PROBLEM DETAILS:
Which lines of the entries contain the word "wheel"? Please list them.

---------- RECORDS FOR THE EXERCISE ----------

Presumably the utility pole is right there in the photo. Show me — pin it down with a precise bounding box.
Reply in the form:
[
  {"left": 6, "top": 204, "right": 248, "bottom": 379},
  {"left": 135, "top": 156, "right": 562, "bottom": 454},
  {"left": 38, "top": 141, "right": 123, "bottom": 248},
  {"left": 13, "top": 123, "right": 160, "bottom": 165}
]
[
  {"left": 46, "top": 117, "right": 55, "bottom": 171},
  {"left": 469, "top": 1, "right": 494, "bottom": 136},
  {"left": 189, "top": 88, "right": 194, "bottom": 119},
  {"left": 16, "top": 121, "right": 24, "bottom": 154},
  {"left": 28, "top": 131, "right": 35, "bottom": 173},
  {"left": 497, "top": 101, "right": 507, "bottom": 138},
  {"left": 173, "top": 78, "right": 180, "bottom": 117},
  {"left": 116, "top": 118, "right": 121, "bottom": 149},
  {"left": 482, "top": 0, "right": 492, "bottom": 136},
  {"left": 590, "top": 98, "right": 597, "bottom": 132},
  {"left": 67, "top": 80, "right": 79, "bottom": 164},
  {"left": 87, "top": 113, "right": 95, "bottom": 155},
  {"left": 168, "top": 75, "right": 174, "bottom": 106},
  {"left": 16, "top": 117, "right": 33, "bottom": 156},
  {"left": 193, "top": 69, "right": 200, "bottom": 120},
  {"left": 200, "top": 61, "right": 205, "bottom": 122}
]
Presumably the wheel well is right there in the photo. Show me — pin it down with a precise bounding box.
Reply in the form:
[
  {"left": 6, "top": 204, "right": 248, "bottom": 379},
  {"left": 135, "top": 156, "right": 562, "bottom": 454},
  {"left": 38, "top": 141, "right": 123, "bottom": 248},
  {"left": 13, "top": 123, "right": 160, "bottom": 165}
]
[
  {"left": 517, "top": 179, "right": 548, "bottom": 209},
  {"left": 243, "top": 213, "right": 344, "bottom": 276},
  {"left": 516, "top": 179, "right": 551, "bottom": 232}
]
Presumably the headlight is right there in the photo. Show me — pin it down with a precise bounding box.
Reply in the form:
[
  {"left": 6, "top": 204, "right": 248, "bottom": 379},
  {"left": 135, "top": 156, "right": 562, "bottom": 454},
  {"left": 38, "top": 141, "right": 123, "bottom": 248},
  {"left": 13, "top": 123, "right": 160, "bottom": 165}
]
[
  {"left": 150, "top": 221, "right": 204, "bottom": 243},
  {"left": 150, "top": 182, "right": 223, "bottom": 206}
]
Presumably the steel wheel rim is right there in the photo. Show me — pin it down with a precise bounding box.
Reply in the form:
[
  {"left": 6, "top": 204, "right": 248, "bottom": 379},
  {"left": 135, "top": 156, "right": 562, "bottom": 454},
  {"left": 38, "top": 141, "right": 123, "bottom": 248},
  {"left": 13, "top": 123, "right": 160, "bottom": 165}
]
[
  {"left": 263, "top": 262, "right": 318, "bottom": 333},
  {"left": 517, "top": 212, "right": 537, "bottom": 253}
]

----------

WRITTEN SOLUTION:
Presumably the wheel well is right there in the photo. Show me — pin it down with a precise bounding box.
Presumably the steel wheel rim is right there in the photo. Show me — pin it down with a precise bounding box.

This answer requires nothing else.